Directions for this task
Check every line in the listing below for "segment". Copy the ones where it occurs.

Recorded information

┄┄┄┄┄┄┄┄┄┄

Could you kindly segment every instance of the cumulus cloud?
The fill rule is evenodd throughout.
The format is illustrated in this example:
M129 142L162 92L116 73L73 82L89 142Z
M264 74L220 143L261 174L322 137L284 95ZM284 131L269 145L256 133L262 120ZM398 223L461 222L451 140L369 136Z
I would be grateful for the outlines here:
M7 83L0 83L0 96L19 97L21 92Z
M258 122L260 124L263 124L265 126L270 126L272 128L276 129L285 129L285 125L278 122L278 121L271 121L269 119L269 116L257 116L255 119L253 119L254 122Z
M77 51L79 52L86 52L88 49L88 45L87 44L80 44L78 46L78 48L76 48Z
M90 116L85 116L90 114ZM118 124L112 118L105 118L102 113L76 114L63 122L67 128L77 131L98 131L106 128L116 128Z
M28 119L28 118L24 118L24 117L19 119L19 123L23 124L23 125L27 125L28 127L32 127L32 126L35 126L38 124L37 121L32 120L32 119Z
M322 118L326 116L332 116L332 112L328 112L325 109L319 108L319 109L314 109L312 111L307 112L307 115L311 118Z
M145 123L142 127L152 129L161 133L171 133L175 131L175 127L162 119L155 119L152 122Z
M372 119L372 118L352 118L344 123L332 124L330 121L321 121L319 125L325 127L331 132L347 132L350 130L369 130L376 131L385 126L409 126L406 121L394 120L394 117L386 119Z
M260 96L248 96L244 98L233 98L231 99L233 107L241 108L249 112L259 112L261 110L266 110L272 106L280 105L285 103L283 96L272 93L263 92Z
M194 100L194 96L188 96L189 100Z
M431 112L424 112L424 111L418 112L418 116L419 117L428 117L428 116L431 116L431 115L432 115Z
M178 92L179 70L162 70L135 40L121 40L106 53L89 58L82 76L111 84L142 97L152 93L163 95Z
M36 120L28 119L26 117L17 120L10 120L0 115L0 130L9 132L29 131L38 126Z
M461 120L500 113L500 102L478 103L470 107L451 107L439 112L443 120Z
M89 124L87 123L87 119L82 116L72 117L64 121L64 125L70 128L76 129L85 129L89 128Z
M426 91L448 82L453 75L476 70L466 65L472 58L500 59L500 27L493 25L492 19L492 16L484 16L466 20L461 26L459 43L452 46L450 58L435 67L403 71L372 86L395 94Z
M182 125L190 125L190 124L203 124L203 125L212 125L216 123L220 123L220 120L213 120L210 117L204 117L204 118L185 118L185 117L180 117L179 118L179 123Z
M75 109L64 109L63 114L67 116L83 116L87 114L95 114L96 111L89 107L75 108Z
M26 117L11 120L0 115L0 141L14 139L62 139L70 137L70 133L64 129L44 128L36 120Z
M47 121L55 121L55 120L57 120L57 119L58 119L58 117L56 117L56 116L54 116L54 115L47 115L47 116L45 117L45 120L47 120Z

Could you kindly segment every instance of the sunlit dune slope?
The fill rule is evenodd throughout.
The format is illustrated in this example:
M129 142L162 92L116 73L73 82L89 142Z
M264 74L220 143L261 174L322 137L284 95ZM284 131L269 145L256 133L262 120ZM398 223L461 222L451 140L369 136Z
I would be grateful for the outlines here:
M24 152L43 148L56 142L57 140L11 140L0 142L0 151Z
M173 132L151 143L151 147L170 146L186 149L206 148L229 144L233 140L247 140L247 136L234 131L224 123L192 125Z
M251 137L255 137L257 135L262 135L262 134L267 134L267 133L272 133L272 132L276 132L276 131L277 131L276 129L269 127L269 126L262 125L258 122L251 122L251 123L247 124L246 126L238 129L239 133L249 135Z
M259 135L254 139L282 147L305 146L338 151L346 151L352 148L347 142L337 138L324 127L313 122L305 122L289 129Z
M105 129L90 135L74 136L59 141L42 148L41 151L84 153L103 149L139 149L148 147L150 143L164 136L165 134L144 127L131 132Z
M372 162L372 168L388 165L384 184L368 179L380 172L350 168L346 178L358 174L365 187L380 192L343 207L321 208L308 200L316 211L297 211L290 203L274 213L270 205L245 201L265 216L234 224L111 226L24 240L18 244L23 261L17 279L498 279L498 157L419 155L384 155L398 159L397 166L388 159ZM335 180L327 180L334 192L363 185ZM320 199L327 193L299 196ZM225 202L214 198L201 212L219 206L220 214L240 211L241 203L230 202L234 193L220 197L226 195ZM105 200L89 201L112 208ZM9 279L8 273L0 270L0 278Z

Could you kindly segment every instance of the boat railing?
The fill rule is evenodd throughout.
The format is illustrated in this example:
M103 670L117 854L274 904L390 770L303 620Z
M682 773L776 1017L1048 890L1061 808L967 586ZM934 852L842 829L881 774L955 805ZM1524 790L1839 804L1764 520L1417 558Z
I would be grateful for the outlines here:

┄┄┄┄┄┄┄┄┄┄

Exercise solution
Could you kindly segment every instance of the cumulus cloud?
Could you kindly segment every instance of the sunlit dune slope?
Could you kindly segment every instance of the boat railing?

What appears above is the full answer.